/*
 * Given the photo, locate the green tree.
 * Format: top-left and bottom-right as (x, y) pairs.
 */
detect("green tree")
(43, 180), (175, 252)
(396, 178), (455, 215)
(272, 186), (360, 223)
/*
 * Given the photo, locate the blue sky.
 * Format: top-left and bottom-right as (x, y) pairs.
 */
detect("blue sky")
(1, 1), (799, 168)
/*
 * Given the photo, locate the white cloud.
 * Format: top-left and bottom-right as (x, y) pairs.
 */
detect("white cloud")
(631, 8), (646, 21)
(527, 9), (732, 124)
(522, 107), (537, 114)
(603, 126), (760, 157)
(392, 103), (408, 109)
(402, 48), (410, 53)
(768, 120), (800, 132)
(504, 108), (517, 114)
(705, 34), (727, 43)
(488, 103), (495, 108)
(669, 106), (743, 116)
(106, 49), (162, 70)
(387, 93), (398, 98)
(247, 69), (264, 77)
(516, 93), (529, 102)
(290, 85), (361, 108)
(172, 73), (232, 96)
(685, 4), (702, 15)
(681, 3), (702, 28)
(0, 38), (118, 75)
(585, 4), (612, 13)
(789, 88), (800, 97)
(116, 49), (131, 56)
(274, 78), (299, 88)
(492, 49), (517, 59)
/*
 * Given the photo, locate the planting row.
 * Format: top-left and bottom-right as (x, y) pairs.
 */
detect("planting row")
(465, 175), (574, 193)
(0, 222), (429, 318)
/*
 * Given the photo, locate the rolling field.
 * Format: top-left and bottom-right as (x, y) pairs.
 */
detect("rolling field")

· · · · · · ·

> TASK TO COMPLETE: Please copy, without any change, the lines of the material from the first through the one containing "the white cloud.". Write nothing else.

> TASK RESULT:
/*
 * Given the photo, locate the green tree.
 * Format: top-left and bottom-right as (x, y) pairs.
 */
detect("green tree")
(43, 180), (175, 252)
(396, 178), (455, 215)
(272, 186), (360, 223)
/*
 * Given the photo, locate the blue sky.
 * Format: top-left and bottom-right as (x, y) pairs.
 */
detect("blue sky")
(1, 1), (799, 168)
/*
 * Given the photo, locate the white cloud.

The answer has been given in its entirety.